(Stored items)
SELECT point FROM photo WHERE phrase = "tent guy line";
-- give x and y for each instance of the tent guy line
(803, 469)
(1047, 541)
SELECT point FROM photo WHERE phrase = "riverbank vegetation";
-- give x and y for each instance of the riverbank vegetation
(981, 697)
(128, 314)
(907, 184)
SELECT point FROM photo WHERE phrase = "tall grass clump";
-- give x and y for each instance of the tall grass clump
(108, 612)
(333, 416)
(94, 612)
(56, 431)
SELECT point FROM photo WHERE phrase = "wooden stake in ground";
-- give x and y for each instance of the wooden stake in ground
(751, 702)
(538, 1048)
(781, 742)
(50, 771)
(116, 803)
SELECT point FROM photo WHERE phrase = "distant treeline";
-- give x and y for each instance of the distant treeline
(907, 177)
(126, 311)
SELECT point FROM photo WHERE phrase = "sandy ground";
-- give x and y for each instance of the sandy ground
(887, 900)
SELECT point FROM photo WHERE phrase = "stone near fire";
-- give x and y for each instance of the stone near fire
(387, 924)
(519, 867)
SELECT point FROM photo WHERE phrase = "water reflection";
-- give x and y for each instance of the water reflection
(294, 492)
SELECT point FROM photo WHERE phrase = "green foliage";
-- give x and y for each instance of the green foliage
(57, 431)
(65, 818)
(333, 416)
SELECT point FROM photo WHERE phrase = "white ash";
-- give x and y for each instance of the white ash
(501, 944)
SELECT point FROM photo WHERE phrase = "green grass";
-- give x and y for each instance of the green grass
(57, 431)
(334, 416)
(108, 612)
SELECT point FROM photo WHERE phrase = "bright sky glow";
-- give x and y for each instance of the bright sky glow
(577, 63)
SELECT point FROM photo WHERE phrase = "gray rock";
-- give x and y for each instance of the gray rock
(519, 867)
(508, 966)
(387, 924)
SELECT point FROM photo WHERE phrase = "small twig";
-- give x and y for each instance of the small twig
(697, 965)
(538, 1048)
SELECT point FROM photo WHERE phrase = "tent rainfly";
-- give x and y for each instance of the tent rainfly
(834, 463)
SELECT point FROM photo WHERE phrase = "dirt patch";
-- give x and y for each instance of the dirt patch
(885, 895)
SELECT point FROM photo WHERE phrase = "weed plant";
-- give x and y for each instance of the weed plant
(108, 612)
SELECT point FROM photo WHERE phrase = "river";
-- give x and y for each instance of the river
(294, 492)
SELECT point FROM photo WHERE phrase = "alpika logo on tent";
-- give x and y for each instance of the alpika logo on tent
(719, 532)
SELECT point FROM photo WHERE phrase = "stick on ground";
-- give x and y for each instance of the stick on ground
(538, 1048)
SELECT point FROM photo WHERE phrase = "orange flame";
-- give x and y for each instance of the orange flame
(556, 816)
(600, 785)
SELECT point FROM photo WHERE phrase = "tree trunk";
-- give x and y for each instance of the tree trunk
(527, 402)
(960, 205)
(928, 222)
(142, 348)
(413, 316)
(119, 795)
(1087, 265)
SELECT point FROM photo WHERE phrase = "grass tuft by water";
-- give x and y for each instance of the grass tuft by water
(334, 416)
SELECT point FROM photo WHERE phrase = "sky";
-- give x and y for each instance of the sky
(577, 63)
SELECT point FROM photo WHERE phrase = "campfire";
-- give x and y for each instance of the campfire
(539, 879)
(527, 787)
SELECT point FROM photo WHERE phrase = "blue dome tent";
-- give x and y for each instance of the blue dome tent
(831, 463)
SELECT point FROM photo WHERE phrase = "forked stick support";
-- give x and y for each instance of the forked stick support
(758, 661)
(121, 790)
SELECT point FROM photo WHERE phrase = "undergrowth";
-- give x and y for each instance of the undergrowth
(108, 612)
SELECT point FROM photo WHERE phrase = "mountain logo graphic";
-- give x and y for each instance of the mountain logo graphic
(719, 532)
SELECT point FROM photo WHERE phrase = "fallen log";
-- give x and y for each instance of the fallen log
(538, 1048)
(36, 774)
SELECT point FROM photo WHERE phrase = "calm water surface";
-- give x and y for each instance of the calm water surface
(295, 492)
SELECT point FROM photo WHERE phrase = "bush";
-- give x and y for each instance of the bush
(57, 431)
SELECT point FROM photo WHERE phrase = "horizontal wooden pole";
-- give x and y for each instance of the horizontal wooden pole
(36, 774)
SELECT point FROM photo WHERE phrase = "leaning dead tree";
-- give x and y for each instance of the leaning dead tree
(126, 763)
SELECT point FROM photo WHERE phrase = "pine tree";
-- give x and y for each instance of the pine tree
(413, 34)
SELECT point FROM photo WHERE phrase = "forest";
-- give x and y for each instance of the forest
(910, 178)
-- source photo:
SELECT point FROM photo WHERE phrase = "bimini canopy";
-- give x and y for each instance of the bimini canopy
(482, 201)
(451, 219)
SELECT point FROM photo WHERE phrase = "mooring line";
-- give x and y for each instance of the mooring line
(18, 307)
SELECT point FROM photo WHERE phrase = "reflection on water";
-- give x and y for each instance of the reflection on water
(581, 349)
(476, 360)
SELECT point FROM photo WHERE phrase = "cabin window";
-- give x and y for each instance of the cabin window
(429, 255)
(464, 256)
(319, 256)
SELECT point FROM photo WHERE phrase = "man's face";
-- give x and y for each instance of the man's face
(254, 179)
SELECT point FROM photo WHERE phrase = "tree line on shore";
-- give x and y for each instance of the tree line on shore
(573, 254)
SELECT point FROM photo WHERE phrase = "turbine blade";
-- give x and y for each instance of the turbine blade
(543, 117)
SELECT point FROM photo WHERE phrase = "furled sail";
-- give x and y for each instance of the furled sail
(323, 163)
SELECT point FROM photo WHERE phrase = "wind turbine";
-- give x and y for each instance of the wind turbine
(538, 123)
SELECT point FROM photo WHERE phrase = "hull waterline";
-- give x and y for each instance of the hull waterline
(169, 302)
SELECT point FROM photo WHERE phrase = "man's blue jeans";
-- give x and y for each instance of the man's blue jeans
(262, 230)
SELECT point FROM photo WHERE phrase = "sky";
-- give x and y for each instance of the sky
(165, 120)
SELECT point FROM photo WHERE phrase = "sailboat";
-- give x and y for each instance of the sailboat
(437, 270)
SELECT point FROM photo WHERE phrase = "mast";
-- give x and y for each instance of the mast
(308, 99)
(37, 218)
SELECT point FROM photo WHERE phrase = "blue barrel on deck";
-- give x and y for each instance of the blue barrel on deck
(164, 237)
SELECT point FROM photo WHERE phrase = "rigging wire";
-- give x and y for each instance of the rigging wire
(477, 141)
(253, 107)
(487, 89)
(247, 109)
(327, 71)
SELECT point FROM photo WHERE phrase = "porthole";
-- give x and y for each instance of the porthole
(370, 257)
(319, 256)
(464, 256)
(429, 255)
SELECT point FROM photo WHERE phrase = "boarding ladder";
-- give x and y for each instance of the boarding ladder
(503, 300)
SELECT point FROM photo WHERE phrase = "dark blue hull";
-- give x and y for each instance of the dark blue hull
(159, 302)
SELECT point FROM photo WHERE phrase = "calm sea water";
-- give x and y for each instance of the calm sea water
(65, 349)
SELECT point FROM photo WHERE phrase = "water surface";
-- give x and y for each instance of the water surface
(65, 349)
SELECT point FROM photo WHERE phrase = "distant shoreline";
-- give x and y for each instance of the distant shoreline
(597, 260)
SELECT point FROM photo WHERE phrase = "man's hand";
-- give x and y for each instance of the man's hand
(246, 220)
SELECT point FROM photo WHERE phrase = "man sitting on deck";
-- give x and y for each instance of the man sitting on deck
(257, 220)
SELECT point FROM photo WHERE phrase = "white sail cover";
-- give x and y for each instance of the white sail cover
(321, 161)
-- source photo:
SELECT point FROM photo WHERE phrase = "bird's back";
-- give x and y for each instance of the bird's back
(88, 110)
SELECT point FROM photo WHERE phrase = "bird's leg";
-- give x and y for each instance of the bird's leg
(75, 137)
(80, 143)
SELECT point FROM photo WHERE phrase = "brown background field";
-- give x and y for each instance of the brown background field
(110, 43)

--

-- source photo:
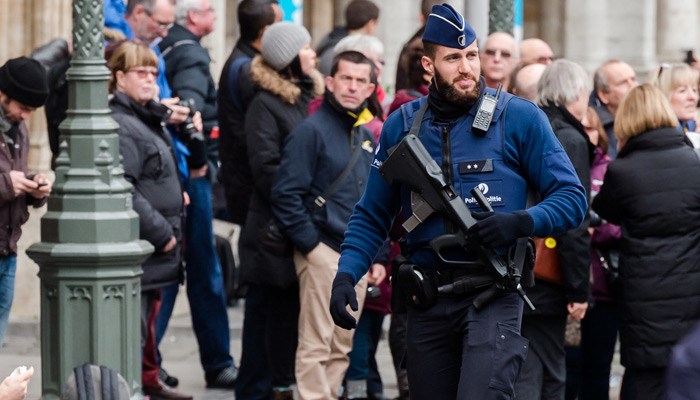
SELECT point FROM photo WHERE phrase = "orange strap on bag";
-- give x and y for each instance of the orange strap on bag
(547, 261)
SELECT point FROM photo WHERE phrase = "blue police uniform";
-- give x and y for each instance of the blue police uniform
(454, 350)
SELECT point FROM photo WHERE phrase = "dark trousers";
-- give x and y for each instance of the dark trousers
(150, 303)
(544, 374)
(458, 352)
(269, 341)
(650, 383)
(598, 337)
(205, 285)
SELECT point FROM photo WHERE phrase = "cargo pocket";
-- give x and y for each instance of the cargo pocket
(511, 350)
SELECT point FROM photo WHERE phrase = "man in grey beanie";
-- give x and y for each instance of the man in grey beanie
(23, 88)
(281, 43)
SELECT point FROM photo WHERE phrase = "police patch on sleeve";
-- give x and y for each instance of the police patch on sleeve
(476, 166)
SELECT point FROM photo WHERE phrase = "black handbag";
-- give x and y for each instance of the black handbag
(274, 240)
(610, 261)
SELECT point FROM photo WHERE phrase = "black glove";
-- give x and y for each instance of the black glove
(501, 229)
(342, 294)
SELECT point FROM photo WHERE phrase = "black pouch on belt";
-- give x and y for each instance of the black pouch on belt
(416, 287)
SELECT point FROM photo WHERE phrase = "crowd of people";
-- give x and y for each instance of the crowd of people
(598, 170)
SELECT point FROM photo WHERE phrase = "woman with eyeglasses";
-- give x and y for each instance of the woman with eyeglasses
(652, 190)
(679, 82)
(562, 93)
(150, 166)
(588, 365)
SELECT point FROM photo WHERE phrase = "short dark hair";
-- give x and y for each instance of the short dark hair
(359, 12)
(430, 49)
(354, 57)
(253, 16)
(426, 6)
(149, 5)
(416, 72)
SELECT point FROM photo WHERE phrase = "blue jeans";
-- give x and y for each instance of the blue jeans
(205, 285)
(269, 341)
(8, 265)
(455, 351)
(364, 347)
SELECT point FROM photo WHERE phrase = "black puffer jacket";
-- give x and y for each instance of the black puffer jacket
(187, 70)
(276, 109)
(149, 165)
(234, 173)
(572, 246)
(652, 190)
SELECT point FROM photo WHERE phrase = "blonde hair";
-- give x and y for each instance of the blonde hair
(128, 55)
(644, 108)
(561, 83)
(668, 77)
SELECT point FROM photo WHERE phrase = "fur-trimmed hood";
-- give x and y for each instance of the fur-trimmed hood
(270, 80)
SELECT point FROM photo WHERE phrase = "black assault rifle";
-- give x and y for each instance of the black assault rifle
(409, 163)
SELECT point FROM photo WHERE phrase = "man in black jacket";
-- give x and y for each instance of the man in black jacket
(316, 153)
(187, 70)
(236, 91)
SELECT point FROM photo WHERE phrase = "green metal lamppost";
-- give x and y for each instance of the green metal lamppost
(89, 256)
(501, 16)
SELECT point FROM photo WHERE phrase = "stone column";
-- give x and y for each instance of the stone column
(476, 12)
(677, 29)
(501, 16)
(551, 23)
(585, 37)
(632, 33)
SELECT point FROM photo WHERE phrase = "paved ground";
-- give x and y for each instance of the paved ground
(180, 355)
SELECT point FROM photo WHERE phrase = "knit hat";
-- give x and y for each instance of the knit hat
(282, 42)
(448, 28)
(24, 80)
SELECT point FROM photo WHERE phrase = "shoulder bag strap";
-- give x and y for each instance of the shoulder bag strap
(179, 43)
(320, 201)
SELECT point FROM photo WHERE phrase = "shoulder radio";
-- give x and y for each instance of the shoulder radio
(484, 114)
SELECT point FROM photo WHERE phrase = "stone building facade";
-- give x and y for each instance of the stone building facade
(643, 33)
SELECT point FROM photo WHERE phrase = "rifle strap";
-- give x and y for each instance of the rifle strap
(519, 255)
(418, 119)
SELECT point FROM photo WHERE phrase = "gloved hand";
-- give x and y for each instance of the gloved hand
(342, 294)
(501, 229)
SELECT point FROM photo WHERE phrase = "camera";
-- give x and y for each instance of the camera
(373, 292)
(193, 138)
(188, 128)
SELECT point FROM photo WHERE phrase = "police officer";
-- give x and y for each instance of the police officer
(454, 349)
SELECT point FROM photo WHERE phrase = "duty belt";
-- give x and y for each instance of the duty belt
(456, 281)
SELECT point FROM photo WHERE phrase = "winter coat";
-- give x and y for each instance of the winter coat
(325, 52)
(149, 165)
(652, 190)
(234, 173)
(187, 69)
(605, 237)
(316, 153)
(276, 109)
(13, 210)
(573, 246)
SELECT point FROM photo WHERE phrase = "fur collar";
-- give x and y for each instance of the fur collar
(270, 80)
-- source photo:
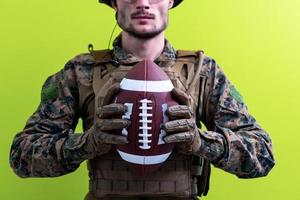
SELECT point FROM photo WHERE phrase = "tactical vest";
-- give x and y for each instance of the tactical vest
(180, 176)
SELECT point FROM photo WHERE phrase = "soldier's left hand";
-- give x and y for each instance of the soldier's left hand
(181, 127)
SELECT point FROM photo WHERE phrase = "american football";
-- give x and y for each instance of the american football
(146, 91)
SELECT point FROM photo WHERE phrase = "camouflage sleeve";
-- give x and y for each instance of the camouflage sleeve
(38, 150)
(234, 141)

■ **What the task requires**
Tally the lines of the stored items that contain the word "camouflage" and give only the number.

■ **The answer**
2